■ **WHAT YOU NEED TO DO**
Can you output the material exactly as written, minus any pictures it holds?
┄┄┄┄┄┄┄┄┄┄┄┄┄┄┄┄┄┄┄┄
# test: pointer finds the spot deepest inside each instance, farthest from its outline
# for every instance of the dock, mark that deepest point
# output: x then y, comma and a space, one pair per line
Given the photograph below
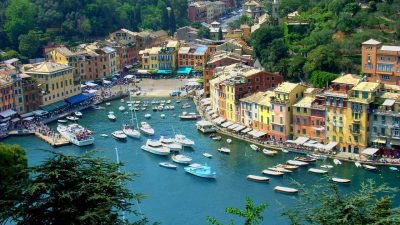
51, 141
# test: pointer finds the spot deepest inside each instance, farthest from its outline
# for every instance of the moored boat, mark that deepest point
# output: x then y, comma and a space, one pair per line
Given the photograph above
257, 178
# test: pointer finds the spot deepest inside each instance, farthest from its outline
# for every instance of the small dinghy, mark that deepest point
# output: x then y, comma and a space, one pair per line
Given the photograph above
224, 150
313, 170
258, 178
273, 173
340, 180
208, 155
168, 165
254, 147
286, 190
337, 162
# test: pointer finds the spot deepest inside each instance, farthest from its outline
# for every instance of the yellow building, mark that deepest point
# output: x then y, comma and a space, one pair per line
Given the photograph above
55, 81
358, 110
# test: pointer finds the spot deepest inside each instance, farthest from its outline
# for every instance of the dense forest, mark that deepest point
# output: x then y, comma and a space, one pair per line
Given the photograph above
331, 38
26, 24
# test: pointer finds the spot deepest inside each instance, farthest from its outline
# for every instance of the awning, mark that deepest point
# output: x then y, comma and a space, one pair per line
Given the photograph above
246, 130
370, 151
226, 124
389, 102
379, 141
8, 113
184, 70
54, 106
239, 128
79, 98
330, 145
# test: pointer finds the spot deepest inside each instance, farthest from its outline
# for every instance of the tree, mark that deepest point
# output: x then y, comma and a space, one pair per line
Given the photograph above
251, 214
172, 22
76, 190
13, 177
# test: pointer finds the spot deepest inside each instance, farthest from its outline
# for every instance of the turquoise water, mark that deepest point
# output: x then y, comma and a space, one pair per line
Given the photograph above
174, 197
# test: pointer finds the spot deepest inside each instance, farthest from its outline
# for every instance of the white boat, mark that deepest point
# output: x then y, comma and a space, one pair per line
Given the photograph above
327, 166
76, 134
254, 147
146, 128
257, 178
337, 162
286, 190
296, 163
72, 118
269, 152
280, 169
224, 150
182, 159
78, 114
208, 155
183, 140
340, 180
368, 167
119, 135
155, 147
111, 116
170, 143
130, 131
121, 108
313, 170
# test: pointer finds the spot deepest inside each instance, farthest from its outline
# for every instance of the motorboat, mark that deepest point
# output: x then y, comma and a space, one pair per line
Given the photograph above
182, 159
111, 116
368, 167
286, 190
257, 178
130, 131
313, 170
340, 180
337, 162
189, 116
207, 155
269, 152
76, 134
170, 143
254, 147
201, 171
121, 108
146, 128
305, 159
183, 140
168, 165
273, 173
155, 147
78, 114
72, 118
224, 150
296, 163
119, 135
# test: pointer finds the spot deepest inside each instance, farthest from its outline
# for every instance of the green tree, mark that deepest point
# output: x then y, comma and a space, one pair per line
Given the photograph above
13, 177
76, 190
251, 214
20, 18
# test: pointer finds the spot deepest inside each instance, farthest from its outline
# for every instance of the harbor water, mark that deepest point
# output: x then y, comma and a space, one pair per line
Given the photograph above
175, 197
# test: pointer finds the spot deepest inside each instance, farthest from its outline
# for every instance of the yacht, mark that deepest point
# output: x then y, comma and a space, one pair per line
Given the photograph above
76, 134
146, 128
183, 140
155, 147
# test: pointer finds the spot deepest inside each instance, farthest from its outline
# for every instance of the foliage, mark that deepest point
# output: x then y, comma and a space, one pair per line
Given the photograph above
76, 190
251, 214
13, 177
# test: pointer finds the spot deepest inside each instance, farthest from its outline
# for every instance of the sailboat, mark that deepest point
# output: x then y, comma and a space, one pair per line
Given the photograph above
129, 130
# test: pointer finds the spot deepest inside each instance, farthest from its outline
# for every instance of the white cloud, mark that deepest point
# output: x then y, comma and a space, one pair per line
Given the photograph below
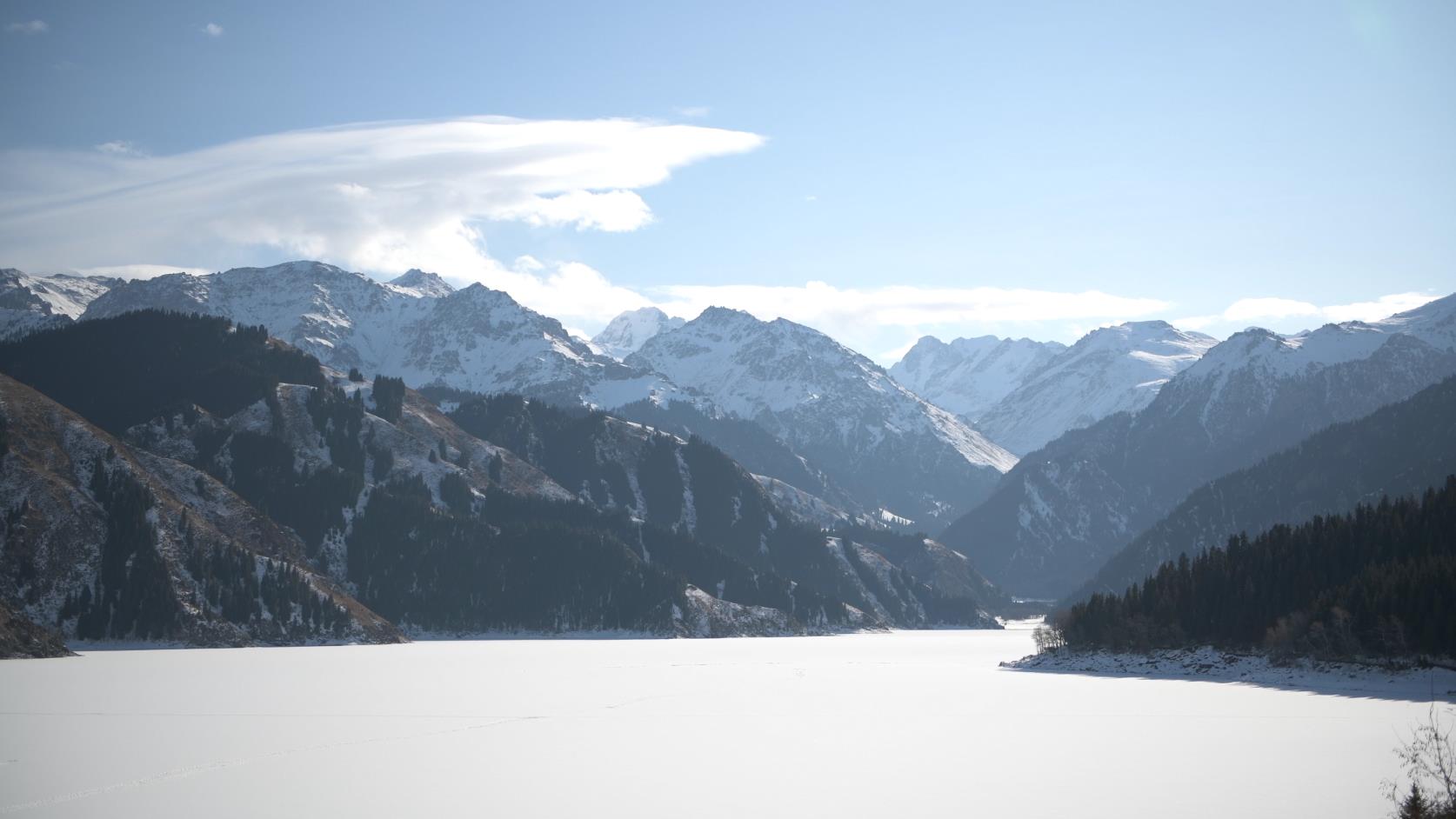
1378, 309
120, 147
30, 26
375, 196
1280, 311
142, 271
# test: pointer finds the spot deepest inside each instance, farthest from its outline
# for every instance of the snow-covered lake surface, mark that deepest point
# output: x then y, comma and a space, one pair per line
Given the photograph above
918, 723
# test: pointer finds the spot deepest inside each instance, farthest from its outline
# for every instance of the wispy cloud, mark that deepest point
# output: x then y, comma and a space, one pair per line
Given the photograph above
1246, 311
379, 198
120, 149
30, 26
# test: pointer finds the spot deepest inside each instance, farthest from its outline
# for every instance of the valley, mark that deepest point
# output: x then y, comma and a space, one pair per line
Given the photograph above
909, 723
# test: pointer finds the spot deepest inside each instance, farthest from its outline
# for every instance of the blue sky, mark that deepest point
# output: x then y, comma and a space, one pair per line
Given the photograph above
1218, 164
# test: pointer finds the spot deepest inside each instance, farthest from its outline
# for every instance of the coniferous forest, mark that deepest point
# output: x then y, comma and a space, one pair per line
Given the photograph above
1375, 583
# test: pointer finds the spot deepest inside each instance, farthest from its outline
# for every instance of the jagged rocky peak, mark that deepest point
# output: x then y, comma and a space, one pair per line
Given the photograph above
1110, 370
30, 303
419, 283
833, 406
969, 376
630, 330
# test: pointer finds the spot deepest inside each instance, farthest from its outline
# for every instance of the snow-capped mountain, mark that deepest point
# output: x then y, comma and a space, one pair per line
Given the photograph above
1397, 451
628, 332
116, 543
1108, 370
969, 376
415, 328
30, 303
1066, 508
881, 443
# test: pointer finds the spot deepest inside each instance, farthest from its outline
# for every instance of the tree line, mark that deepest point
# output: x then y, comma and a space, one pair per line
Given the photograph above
1375, 583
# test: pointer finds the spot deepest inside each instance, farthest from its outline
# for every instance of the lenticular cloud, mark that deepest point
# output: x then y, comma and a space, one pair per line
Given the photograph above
┄┄┄┄┄┄┄┄┄┄┄┄┄┄┄┄┄┄┄┄
■ **TASK SOLUTION**
# test: pointer finds the spot deepest inside each instance, farthest from its outline
# for every instance of the dock, mark that deepest point
# output: x then y, comma and a space, one pair per line
Given the photograph below
51, 141
# test: pointer finds the spot deepest inside each instance, farthest from its outline
# for every instance of the moored boat, mark that deepest point
# output: x then y, comma and a space, one pair per line
Given the photograph above
257, 178
# test: pointer finds the spot deepest inside each instance, farthest from its outline
# for every instance of the small dinghy, mark that deepest point
# output: x then y, comma and a space, one pair per line
Given the photograph above
224, 150
313, 170
258, 178
273, 173
340, 180
208, 155
168, 165
254, 147
286, 190
337, 162
# test: pointer finds the spot deepest inside each instance, farthest from its outline
# for every instance of the yellow building, mark that deepest point
# output: x then y, comma and a space, one pair per line
Given the photograph above
55, 81
358, 110
# test: pointer finds the spot deepest inside each instance, farthest from its outline
# for every instance of the dense forest, mark that deepest point
# output: x then y, comma and a space, one pair per line
Given the photograph above
331, 38
26, 24
# test: pointer finds the spot deepest inside each instance, farthest from its outline
# for every instance of the awning, mark that deepest point
# output: x then y, comma and a space, one pair per line
Given the photograph above
246, 130
370, 151
226, 124
389, 102
379, 141
8, 113
184, 70
54, 106
239, 128
79, 98
330, 145
# test: pointer finds the spot deepest inside each instance, farthest from its outline
# for every instance of the tree, mark that deepest point
# output: x then y, comma and a space, one pair per line
Given the photograph above
251, 214
172, 22
76, 190
13, 177
# test: pointer finds the spot deepest inside each instance, farthest from its outline
# for every instance of the turquoise water, mark that deepest point
# output: x then y, comma and a space, one pair per line
Given the photograph above
174, 197
# test: pointer finds the spot deepest inside each instance, farthest from its outline
# for every instance of the white boat, mark that deepest point
# output: x then y, comma and a space, one pair per line
Given the photograph above
327, 166
76, 134
254, 147
146, 128
257, 178
337, 162
286, 190
296, 163
72, 118
269, 152
280, 169
224, 150
182, 159
78, 114
208, 155
183, 140
340, 180
368, 167
119, 135
155, 147
111, 116
170, 143
130, 131
121, 108
313, 170
# test: pointer finds the spot deepest inside each instance, farthest from its outline
# for every instance of the motorboat, mark that deepest point
# output: x then y, comma and a space, one pair per line
Given the photograph above
182, 159
111, 116
368, 167
286, 190
257, 178
130, 131
313, 170
340, 180
337, 162
189, 116
207, 155
269, 152
76, 134
170, 143
254, 147
201, 171
121, 108
146, 128
305, 159
183, 140
168, 165
273, 173
155, 147
78, 114
72, 118
224, 150
296, 163
119, 135
# test: pointer finds the spot deepest inside each instance, farthest from its outline
# for every instance of the green tree, mark that deepest point
# output: x then y, comma and a space, one pair per line
Given the photograph above
13, 177
76, 190
251, 214
20, 18
# test: pointer finds the spot deepest inside each instance, farthest from its outline
# for every instance of the harbor water, mark that deepest point
# output: x then y, comma and a space, one pair per line
Given the photograph above
175, 197
# test: pointer finds the spot deepest inside each instance, farthest from its outline
# for every instance of the yacht, mark that deepest point
# output: x then y, comma and a space, one pair per line
Given the photograph above
76, 134
146, 128
183, 140
155, 147
# test: pointer finds the spot deepest inside each instance, farthest from its outline
# for every instance of the foliage, mark that deepest point
# output: x then y, comma and a space, one pair per line
Given the photograph above
76, 190
251, 214
13, 177
# test: pointer finds the spot deepest inside each instance, farthest from its outline
# for every instance of the sailboat, mark that deepest point
# output: x then y, comma and a space, one pair per line
Given the photograph above
129, 130
# test: pointer finds the spot deepest inside each instance, farthest from its outline
# for every instance of the white cloud, mark that deepest point
# output: x then y, comma and a space, one pair per line
Given the photograph below
1378, 309
120, 147
30, 26
375, 196
1280, 311
142, 271
# test: pointer finds the spot deepest inside each instance, farthest from its outline
# for every instance of the snow-covered lake surface, mark that deepest point
# output: x then y, comma and a space, one pair per line
Given the photograph above
918, 723
# test: pointer finds the spot deepest inside each instance, farthest from its outline
# for every instance of the wispy cloud, mark that deepest point
# output: x then y, comma and a space, one pair per line
Given the photograph above
1246, 311
379, 198
120, 149
30, 26
# test: pointer finds the spot deepest inside each instance, farthest from its outline
# for every instance of the valley, mark that deepest point
# output: x then y, comma and a space, one pair per line
Given the photograph above
909, 723
# test: pointer finds the spot deepest inside each instance, farthest from its outline
# for every instance of the blue sky, mark that deepest point
# output: x then y, comma and a space, one pair per line
Given the photograph above
1218, 164
# test: pointer finds the spot deepest inside each instance, farthest from its outline
# for every instance of the coniferous forest, mark that deepest point
# output: x then y, comma and a space, one pair per line
Given the photograph above
1375, 583
# test: pointer finds the spot deepest inside each instance, farthest from its outline
# for every instance of the jagged rocky peak, mark that deepest point
# output: x then y, comma and a space, one pair per line
Given the photograph above
1110, 370
30, 303
419, 283
833, 406
969, 376
630, 330
# test: pointer finds the spot deepest inside each instance, farthest from its outline
# for every instance of the snow-capped mountain, mark that deepest point
# output: x then y, comma and a space, one pair per line
Given the photograph above
1397, 451
628, 332
116, 543
1108, 370
969, 376
415, 328
30, 303
1066, 508
881, 443
# test: pointer finds the spot deepest inside each instance, farthest from its outline
# for every instance of the tree line, mark that deepest point
# output: x then y, comma and a space, one pair per line
Given the photograph above
1375, 583
# test: pointer finds the spot deepest inside each instance, farthest from its outline
# for every instance of the lenticular cloud, mark that deepest point
# output: x then y, comma and a space, one pair per line
Given the photograph above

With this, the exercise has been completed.